Copy out the final stretch of the listing: the line that contains "indicate the blurred background, one" and all lines after it, exactly as they appear.

Part of a data file
·····

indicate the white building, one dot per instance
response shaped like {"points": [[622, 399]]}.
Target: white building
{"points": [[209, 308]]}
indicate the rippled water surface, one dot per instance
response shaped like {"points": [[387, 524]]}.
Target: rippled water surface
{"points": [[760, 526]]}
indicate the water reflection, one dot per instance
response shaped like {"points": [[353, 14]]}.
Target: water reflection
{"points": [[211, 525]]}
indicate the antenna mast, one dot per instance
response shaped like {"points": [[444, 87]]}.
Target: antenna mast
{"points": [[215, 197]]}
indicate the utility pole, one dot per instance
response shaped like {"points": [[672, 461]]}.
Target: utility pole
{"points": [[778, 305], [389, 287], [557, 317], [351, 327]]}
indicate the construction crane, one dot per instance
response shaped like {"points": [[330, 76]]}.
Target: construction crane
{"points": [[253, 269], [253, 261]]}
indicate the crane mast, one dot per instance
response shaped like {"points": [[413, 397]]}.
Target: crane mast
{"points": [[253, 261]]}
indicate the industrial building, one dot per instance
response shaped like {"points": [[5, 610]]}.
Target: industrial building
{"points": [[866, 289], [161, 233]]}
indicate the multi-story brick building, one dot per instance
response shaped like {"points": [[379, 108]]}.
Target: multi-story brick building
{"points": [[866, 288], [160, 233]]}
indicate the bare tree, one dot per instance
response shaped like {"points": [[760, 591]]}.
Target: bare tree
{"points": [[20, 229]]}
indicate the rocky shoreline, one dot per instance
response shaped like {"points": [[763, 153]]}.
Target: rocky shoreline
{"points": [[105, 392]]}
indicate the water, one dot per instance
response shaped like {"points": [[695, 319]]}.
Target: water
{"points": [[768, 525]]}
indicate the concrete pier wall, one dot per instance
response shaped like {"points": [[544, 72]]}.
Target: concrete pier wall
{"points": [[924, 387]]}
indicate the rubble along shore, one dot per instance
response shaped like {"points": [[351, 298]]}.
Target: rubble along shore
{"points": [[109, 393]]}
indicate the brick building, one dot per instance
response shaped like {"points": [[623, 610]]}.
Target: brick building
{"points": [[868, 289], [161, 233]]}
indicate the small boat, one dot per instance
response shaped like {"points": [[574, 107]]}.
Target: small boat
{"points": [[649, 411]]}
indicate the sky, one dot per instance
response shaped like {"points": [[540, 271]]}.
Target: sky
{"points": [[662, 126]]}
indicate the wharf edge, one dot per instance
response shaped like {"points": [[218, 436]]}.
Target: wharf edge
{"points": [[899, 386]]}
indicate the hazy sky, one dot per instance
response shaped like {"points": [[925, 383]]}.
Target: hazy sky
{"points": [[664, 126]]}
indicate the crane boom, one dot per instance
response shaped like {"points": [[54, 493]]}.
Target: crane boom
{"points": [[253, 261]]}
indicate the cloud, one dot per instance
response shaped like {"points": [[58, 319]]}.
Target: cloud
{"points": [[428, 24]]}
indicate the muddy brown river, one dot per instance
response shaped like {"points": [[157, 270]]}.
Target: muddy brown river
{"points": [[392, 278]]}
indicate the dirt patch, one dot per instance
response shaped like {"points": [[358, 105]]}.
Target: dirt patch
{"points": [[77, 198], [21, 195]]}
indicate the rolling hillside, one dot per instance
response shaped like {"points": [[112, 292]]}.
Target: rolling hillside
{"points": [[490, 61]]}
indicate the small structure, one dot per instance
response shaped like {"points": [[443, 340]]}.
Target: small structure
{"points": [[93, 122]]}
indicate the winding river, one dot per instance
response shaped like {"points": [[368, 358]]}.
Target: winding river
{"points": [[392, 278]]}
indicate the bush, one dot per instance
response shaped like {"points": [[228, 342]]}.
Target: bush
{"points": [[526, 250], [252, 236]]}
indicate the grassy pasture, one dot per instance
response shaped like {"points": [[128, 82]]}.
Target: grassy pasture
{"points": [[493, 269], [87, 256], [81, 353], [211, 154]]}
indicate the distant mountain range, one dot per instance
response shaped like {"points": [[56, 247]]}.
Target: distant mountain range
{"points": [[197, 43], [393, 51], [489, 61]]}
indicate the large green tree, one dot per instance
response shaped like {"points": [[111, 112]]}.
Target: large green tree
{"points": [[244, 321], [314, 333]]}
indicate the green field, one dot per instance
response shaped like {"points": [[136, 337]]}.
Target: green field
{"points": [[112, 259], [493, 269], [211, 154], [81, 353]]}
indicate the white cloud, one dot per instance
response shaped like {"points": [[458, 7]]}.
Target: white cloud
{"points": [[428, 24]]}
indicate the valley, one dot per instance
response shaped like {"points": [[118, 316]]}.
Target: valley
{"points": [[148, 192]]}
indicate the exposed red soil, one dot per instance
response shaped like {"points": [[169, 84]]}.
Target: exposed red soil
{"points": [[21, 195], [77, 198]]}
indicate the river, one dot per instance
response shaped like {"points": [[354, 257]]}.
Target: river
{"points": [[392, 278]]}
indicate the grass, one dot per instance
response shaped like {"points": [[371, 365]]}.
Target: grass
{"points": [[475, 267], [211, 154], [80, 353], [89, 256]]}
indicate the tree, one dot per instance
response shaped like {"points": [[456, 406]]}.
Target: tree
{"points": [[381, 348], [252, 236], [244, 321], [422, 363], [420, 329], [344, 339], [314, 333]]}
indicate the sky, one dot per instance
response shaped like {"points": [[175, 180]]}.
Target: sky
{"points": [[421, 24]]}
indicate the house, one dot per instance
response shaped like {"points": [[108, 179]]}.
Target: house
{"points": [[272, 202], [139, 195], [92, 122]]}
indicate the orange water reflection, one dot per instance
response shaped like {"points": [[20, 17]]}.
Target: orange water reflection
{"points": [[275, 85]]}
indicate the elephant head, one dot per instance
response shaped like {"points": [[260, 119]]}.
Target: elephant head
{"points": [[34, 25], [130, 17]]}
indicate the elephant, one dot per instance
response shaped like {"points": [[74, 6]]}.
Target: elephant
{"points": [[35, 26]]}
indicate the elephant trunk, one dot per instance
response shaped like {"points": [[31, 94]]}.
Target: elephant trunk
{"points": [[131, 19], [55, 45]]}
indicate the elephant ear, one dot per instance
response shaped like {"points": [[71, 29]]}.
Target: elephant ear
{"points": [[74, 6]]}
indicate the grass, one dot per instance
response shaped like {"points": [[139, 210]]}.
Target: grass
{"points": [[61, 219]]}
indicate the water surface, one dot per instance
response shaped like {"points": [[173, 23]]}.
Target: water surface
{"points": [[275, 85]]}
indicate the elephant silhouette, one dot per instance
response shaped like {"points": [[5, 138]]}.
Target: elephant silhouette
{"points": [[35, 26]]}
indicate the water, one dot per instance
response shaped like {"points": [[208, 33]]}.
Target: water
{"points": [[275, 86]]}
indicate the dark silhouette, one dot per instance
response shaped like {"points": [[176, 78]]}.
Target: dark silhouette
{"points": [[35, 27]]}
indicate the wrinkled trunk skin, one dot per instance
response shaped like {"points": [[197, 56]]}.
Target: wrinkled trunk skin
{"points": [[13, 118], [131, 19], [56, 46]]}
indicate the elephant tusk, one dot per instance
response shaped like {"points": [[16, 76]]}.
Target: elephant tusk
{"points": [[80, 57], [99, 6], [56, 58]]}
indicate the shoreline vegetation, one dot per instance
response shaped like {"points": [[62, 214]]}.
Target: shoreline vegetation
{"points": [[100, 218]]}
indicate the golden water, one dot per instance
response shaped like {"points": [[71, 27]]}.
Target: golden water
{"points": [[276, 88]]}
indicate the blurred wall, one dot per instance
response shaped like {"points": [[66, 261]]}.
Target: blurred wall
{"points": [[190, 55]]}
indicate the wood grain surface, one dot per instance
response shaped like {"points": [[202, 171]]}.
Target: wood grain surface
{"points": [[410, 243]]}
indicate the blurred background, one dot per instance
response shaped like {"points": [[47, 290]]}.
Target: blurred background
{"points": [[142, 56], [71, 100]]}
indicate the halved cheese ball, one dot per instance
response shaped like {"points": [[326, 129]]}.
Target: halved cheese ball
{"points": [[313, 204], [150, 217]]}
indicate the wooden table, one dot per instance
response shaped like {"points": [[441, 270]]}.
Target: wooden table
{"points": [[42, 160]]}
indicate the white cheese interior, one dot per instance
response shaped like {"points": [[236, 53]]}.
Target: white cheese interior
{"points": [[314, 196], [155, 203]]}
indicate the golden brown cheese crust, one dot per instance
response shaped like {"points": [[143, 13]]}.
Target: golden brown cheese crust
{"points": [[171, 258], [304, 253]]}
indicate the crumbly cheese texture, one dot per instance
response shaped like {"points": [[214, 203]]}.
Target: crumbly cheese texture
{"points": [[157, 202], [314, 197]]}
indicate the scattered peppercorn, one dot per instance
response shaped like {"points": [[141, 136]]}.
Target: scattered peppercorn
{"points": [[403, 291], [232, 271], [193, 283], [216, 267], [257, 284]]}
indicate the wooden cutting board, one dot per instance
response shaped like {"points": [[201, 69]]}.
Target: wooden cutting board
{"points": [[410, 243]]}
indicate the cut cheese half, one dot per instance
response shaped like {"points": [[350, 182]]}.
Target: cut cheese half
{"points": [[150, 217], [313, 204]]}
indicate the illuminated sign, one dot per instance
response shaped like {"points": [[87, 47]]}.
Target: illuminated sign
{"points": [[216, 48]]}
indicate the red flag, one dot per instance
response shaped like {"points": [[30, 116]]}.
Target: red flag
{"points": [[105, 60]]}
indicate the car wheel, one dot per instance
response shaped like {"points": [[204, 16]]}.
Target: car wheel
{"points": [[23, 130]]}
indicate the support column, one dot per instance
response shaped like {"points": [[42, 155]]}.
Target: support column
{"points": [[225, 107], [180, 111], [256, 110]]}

·····

▶ **REPLY**
indicate the blurred background, one dot per instance
response shaped like {"points": [[47, 290]]}.
Target: blurred background
{"points": [[142, 56], [71, 100]]}
indicate the halved cheese ball, one dot per instance
response shaped like {"points": [[326, 129]]}.
Target: halved cheese ball
{"points": [[313, 204], [150, 217]]}
indicate the wooden table, one dot per instance
response shaped like {"points": [[441, 270]]}.
Target: wooden table
{"points": [[42, 160]]}
indicate the white cheese interior, one dot per instance
response shaped like {"points": [[236, 53]]}.
Target: white cheese interior
{"points": [[314, 196], [155, 203]]}
indicate the golden brown cheese crust, one dot per instance
response shaped like {"points": [[143, 13]]}.
Target: golden brown cheese crust
{"points": [[171, 258], [304, 253]]}
indicate the crumbly cheese texture, one dot per instance
response shaped like {"points": [[214, 203]]}.
Target: crumbly cheese texture
{"points": [[157, 202], [314, 197]]}
indicate the scattered peppercorn, one dot per instance
response shaped like {"points": [[141, 136]]}.
Target: scattered peppercorn
{"points": [[403, 291], [232, 271], [193, 283], [216, 267], [257, 284]]}
indicate the wooden cutting board, one dot per instance
response shaped like {"points": [[201, 69]]}.
Target: wooden cutting board
{"points": [[410, 243]]}
indicate the cut cheese half, one dot per instance
response shaped like {"points": [[350, 182]]}.
Target: cut cheese half
{"points": [[150, 217], [313, 204]]}
indicate the illuminated sign, one dot per instance
response shaped like {"points": [[87, 47]]}.
Target: illuminated sign
{"points": [[216, 48]]}
indicate the red flag, one dot per instance
response shaped like {"points": [[30, 116]]}.
Target: red flag
{"points": [[105, 60]]}
indicate the car wheel, one dot per instance
response shaped like {"points": [[204, 16]]}.
Target: car wheel
{"points": [[23, 130]]}
indicate the support column, one dot per instance
response shaped like {"points": [[42, 155]]}.
Target: support column
{"points": [[225, 107], [180, 111], [256, 110]]}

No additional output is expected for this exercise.